(Stored data entries)

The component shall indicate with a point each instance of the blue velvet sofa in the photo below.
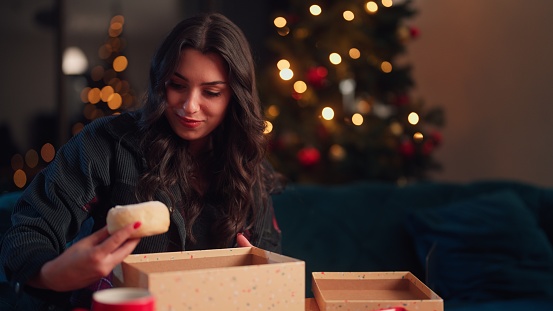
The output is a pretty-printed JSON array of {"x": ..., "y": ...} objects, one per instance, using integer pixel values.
[{"x": 485, "y": 245}]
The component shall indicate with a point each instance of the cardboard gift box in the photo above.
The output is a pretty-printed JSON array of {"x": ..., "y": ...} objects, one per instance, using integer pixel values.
[
  {"x": 245, "y": 278},
  {"x": 369, "y": 291}
]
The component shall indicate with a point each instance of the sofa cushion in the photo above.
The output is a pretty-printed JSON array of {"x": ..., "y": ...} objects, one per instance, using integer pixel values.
[{"x": 484, "y": 248}]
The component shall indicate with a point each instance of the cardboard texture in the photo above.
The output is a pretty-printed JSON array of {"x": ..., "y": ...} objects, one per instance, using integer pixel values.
[
  {"x": 311, "y": 304},
  {"x": 373, "y": 291},
  {"x": 246, "y": 278}
]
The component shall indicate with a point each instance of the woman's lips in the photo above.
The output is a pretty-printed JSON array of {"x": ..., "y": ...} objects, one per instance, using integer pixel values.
[{"x": 190, "y": 123}]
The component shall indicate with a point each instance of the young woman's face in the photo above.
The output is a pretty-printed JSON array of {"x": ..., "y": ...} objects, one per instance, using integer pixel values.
[{"x": 198, "y": 95}]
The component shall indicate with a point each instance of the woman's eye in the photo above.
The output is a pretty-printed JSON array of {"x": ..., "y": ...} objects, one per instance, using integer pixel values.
[
  {"x": 213, "y": 94},
  {"x": 175, "y": 85}
]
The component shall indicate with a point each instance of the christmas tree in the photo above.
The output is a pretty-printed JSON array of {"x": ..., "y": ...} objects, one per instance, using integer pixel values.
[
  {"x": 337, "y": 94},
  {"x": 108, "y": 91}
]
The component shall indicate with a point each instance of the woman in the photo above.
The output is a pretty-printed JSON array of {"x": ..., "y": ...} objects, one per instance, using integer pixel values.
[{"x": 197, "y": 145}]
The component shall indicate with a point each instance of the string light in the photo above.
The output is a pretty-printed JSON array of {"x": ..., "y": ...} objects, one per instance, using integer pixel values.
[
  {"x": 280, "y": 22},
  {"x": 327, "y": 113},
  {"x": 386, "y": 67},
  {"x": 268, "y": 127},
  {"x": 283, "y": 64},
  {"x": 315, "y": 10},
  {"x": 413, "y": 118},
  {"x": 371, "y": 7},
  {"x": 300, "y": 86},
  {"x": 120, "y": 63},
  {"x": 335, "y": 58},
  {"x": 357, "y": 119},
  {"x": 272, "y": 112},
  {"x": 286, "y": 74},
  {"x": 387, "y": 3},
  {"x": 348, "y": 15},
  {"x": 354, "y": 53}
]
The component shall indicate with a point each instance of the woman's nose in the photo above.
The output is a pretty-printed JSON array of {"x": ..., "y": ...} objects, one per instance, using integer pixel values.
[{"x": 191, "y": 103}]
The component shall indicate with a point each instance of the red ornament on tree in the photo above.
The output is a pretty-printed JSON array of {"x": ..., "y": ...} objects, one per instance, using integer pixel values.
[{"x": 309, "y": 156}]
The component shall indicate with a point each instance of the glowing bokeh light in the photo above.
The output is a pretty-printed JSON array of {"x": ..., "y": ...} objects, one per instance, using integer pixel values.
[
  {"x": 272, "y": 111},
  {"x": 283, "y": 64},
  {"x": 387, "y": 3},
  {"x": 280, "y": 22},
  {"x": 120, "y": 63},
  {"x": 348, "y": 16},
  {"x": 371, "y": 7},
  {"x": 327, "y": 113},
  {"x": 335, "y": 58},
  {"x": 286, "y": 74},
  {"x": 268, "y": 127},
  {"x": 106, "y": 92},
  {"x": 315, "y": 10},
  {"x": 357, "y": 119},
  {"x": 300, "y": 86},
  {"x": 413, "y": 118},
  {"x": 386, "y": 67},
  {"x": 354, "y": 53},
  {"x": 115, "y": 101}
]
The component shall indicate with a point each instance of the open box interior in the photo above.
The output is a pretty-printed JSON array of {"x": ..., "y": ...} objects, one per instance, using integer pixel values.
[
  {"x": 379, "y": 289},
  {"x": 373, "y": 290},
  {"x": 200, "y": 263}
]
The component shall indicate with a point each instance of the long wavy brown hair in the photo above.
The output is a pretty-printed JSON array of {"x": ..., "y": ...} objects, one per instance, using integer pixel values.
[{"x": 240, "y": 182}]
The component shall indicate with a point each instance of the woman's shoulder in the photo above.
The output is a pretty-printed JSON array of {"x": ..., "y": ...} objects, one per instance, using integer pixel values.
[{"x": 114, "y": 126}]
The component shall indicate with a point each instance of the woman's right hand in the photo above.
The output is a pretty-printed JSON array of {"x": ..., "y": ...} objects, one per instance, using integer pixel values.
[{"x": 86, "y": 261}]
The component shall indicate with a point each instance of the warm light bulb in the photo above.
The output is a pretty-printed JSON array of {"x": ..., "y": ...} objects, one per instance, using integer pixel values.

### WHAT THE TASK ASKS
Restate the entire listing word for word, excluding pictures.

### RESPONSE FOR THIS EXERCISE
The component shall indicate with a point each instance of the blue velvet sofa in the photo below.
The output is a pretty-printed JSON array of {"x": ..., "y": ...} objects, one per instance, using integer pixel values.
[{"x": 485, "y": 245}]
The component shall indicate with a point each instance of the cardboard gift box in the photo above.
The output is a pretty-printed JSON array of {"x": ..., "y": ...} objects, one per instance, using integer pixel values.
[
  {"x": 245, "y": 278},
  {"x": 369, "y": 291}
]
The component shall indicate with a point each instance of the sofa cushion in the photo above.
The output is a pretty-printed JSON array of {"x": ..., "y": ...} objects, one per instance, using integer pixel values.
[{"x": 484, "y": 248}]
The component shall indicate with a point each instance of the cardboard texture in the photo above.
The output is a pretty-printed JSON array of {"x": ..., "y": ...} objects, one per instance, using integer pixel values.
[
  {"x": 311, "y": 304},
  {"x": 373, "y": 291},
  {"x": 246, "y": 278}
]
The component shall indicate with a point each instance of the woman's lips in the photo above.
The output is a pretty-printed JSON array of {"x": ..., "y": ...} objects, one per instance, using integer pixel values.
[{"x": 190, "y": 123}]
The component shall indicate with a point each instance of the young woman's face in the photo above.
The output is a pretty-printed JSON array of {"x": ..., "y": ...} objects, one per instance, using integer pixel values.
[{"x": 198, "y": 95}]
The component shall indicate with a point each instance of the woman's eye in the photo above.
The output is a pretty-printed JSON array of {"x": ..., "y": ...} objects, one per instance, using integer pixel values.
[
  {"x": 213, "y": 94},
  {"x": 175, "y": 85}
]
The component shall indicate with a point each instance of the christmas tree in the photo above.
The output is a pretty-printed JSON array of {"x": ..., "y": ...} objects, one per instance, using integer pixel values.
[
  {"x": 337, "y": 94},
  {"x": 108, "y": 91}
]
The component shall indicate with a point each instance of the woman in the photo above.
The output is a pretty-printed JSON array of {"x": ..., "y": ...} objects, one per instance, using integer pixel values.
[{"x": 197, "y": 145}]
The component shall indicate with a point each instance of the string light in the photo above.
The output is a pretty-printed JSON array of {"x": ..., "y": ...} objects, one per instance, using integer pixel values.
[
  {"x": 280, "y": 22},
  {"x": 327, "y": 113},
  {"x": 386, "y": 67},
  {"x": 268, "y": 127},
  {"x": 283, "y": 64},
  {"x": 315, "y": 10},
  {"x": 413, "y": 118},
  {"x": 371, "y": 7},
  {"x": 300, "y": 86},
  {"x": 120, "y": 63},
  {"x": 335, "y": 58},
  {"x": 357, "y": 119},
  {"x": 272, "y": 112},
  {"x": 286, "y": 74},
  {"x": 387, "y": 3},
  {"x": 348, "y": 15},
  {"x": 354, "y": 53}
]
The component shall indicate with a point each instance of the woman's nose in the photo above.
The output is a pretty-printed JSON array of {"x": ..., "y": ...} objects, one per instance, using integer pixel values.
[{"x": 191, "y": 103}]
The component shall indicate with a point each instance of the red ornament on tree in the photo above.
The output is a pretty-printed JSON array of {"x": ..., "y": ...} objects, one per instance, using integer pixel values.
[{"x": 309, "y": 156}]
The component shall indicate with a point each instance of the glowing bokeh light in the photo above.
The output is a pretty-printed JSON array of {"x": ..., "y": ...} objects, one per instance, using integer pixel values.
[
  {"x": 272, "y": 111},
  {"x": 283, "y": 64},
  {"x": 387, "y": 3},
  {"x": 280, "y": 22},
  {"x": 120, "y": 63},
  {"x": 348, "y": 16},
  {"x": 371, "y": 7},
  {"x": 327, "y": 113},
  {"x": 335, "y": 58},
  {"x": 286, "y": 74},
  {"x": 268, "y": 127},
  {"x": 106, "y": 92},
  {"x": 315, "y": 10},
  {"x": 357, "y": 119},
  {"x": 300, "y": 86},
  {"x": 413, "y": 118},
  {"x": 386, "y": 67},
  {"x": 354, "y": 53},
  {"x": 115, "y": 101}
]
The component shall indicate with a point each instance of the open box interior in the photo above.
The output is a pretty-printed JSON array of {"x": ..., "y": ...} objects, one per instance, using integer pixel values.
[
  {"x": 379, "y": 289},
  {"x": 373, "y": 290},
  {"x": 200, "y": 263}
]
The component shall indicate with a point each instance of the long wavy brown hair in the photo above.
The output is a pretty-printed JSON array of {"x": ..., "y": ...} objects, one per instance, using integer pixel values.
[{"x": 240, "y": 182}]
The component shall indicate with a point each instance of the woman's shoulder in the photo above.
The output is a pretty-printed JSON array of {"x": ..., "y": ...} objects, one per instance, using integer pixel values.
[{"x": 114, "y": 126}]
The component shall indicate with a point each instance of the woman's right hand in the photo above.
The output is a pretty-printed JSON array of {"x": ..., "y": ...} objects, one per instance, using integer pixel values.
[{"x": 86, "y": 261}]
The component shall indicate with a point each instance of the warm light bulb in the photo above.
The output is a pretty-printed JSON array of {"x": ..., "y": ...} objects, one per instance, using integer pixel values.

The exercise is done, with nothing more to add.